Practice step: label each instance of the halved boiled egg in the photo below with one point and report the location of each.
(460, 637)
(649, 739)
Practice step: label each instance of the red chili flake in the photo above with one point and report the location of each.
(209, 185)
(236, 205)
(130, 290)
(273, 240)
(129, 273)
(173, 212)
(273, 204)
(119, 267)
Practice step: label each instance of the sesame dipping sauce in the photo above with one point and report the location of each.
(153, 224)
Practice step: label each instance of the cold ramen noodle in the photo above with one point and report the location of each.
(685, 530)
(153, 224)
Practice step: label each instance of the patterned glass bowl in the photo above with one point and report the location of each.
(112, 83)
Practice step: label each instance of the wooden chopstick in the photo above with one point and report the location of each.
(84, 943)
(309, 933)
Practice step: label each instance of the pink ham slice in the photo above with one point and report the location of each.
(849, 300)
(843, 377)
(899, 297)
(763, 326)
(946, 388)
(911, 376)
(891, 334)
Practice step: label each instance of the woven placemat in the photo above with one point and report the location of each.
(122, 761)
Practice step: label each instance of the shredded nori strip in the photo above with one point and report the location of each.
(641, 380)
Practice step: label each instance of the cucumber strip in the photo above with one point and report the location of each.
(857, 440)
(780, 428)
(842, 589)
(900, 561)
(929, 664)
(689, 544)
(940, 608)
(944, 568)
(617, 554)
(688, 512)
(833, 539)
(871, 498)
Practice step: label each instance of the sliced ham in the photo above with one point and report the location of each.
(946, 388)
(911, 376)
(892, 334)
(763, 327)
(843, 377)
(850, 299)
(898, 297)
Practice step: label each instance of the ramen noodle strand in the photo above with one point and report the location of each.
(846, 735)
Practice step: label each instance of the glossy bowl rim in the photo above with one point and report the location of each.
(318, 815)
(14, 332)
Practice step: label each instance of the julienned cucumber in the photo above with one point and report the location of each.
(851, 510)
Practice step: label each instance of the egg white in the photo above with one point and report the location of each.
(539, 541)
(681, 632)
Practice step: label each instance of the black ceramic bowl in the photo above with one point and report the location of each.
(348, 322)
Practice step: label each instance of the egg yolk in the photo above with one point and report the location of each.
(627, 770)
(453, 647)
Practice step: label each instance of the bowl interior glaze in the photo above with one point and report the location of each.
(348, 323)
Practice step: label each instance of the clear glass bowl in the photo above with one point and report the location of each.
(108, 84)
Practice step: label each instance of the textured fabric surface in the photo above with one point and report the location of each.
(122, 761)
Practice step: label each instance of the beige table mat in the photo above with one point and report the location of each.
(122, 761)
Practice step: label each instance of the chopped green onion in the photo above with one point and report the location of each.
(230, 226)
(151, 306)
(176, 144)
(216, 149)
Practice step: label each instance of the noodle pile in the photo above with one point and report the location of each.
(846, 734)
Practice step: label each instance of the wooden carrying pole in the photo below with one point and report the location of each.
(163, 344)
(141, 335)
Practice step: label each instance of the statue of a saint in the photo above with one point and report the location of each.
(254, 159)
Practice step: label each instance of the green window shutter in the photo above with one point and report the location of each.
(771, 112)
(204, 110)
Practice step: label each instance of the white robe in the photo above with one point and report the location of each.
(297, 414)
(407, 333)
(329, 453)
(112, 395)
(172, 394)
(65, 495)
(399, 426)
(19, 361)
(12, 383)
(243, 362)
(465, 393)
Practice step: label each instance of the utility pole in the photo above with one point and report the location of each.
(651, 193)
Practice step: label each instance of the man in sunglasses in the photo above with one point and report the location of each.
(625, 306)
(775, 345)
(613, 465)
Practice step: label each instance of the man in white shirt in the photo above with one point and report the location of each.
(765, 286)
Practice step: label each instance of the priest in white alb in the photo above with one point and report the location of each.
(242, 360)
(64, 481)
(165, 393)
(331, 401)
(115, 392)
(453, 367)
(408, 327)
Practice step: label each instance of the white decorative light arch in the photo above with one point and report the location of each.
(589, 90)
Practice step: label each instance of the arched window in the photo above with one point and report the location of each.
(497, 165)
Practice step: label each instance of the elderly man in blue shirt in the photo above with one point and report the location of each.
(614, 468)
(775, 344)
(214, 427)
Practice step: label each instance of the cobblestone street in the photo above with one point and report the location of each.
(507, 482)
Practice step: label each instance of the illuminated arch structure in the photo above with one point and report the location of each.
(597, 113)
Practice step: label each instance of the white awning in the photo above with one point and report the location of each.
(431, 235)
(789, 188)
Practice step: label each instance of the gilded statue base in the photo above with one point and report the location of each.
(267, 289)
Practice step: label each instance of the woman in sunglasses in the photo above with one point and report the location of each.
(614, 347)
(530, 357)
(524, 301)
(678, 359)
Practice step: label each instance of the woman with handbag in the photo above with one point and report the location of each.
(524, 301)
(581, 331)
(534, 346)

EXERCISE DIRECTIONS:
Copy every one of the entries above, word for word and line for line.

REPLY:
Practice step: label each instance of the halved boiled egg in the photo below with one point and report the location of each.
(460, 637)
(649, 739)
Practice step: label each instance of the red chili flake in the photo above with one point and report the location of each.
(209, 185)
(236, 205)
(130, 290)
(273, 240)
(129, 273)
(173, 212)
(273, 204)
(119, 267)
Practice step: label each instance of the sesame dipping sauce in the photo above with one point and report the location of each.
(153, 224)
Practice step: label each instance of the cold ramen noodle in the photo above with one point and report the location of each.
(685, 530)
(153, 224)
Practice step: label each instance of the patterned glass bowl in the photo above with one point and report the location of each.
(112, 83)
Practice step: label each instance of the wooden chopstick in the photo above with one point and report the location of each.
(84, 943)
(309, 933)
Practice step: label each instance of the pink ham slice in the photo above with one point and report the location of each.
(849, 300)
(843, 377)
(899, 297)
(763, 326)
(946, 388)
(911, 376)
(891, 334)
Practice step: label each instance of the woven placemat in the photo above with one point and report the location of each.
(122, 761)
Practice step: label each instance of the shredded nori strip in the photo above with one point and report the location of each.
(641, 380)
Practice step: label each instance of the cucumber strip in the photo above with one point and report the location of each.
(857, 440)
(780, 428)
(842, 589)
(900, 561)
(929, 664)
(689, 544)
(940, 608)
(944, 568)
(617, 554)
(688, 512)
(833, 539)
(871, 498)
Practice step: label each instance of the sliced ham in the photo above with one point and report the location of each.
(946, 388)
(911, 376)
(892, 334)
(763, 327)
(843, 377)
(850, 299)
(898, 297)
Practice step: label each instance of the ramen noodle strand in the photo above with one point and report the location of each.
(846, 735)
Practice step: label each instance of the glossy bowl rim in the photo above with one point and report the location of each.
(318, 815)
(14, 332)
Practice step: label each instance of the julienned cucumber in the photo above with one point and report the location of each.
(851, 510)
Practice step: label each instance of the egg white in the photo above with one point and report the location of each.
(539, 541)
(681, 632)
Practice step: label each instance of the black ceramic bowl in the photo above with one point and report the location of each.
(348, 322)
Practice step: label each instance of the egg yolk in the photo above with one point and report the location of each.
(627, 770)
(453, 647)
Practice step: label each instance of the bowl interior glaze in the photo above with one point and report the location of each.
(348, 323)
Practice step: label each instance of the clear glass bowl in the photo above with one point and report the location of each.
(108, 84)
Practice step: label each instance of the textured fabric surface in the photo above with one point and report the location of each.
(122, 761)
Practice step: label each instance of the beige table mat in the photo above with one point and report the location of each.
(122, 761)
Practice step: label each instance of the chopped green onion in the photo above with one point and report the location of each.
(230, 226)
(151, 306)
(176, 144)
(216, 149)
Practice step: label each instance of the noodle pile in the photo above with one point and report the location of each.
(846, 734)
Practice step: label each instance of the wooden carrying pole in the photo below with one point and report the location of each.
(163, 344)
(141, 335)
Practice step: label each instance of the statue of a saint in the photo above with one point and report the location of each.
(254, 159)
Practice step: label each instance of the green window shutter in the photo above with one point and report the location of each.
(771, 112)
(204, 110)
Practice step: label each instance of the white robe in the photo above with one point and report the location of each.
(297, 414)
(407, 333)
(329, 453)
(112, 395)
(172, 394)
(65, 495)
(399, 426)
(19, 361)
(12, 383)
(243, 362)
(465, 393)
Practice step: label each instance of the utility pole in the photo above with one point and report the location of each.
(651, 193)
Practice step: label each instance of the man in sunglasses in the photo above with one point and report the location of each.
(625, 306)
(775, 345)
(613, 465)
Practice step: label each instance of the man in white shirt in the photo above with one point and report the location of each.
(765, 286)
Practice step: label each instance of the priest in white alb in the photo above with one point and report the location of each.
(242, 360)
(64, 481)
(165, 393)
(331, 401)
(115, 392)
(453, 367)
(408, 327)
Practice step: label each instance of the white decorative light arch in the photo above with one point and report the location of each.
(589, 90)
Practice step: label each instance of the arched window in the photo above with one point and report the location of each.
(497, 165)
Practice step: label each instance of the elderly man in blue shirt in the photo above with one point and report the location of each.
(614, 468)
(775, 344)
(214, 427)
Practice step: label each instance of the cobblestone street in the photo above with one point and report the location of each.
(507, 482)
Practice step: label each instance of the illuminated arch structure in the photo above with one point and report the location of each.
(597, 113)
Practice step: label each instance of the white awning in the photo above with one point and report the location of each.
(431, 235)
(789, 188)
Practice step: label each instance of the gilded statue base in the photo above with one point and report the location of each.
(267, 289)
Practice step: label each instance of the woman in sunglasses in the photo above with one point and report the location of each.
(614, 347)
(530, 357)
(524, 301)
(678, 359)
Practice step: label each instance of the woman with handbag in the photo above with one point and report the location of each.
(524, 301)
(581, 331)
(534, 346)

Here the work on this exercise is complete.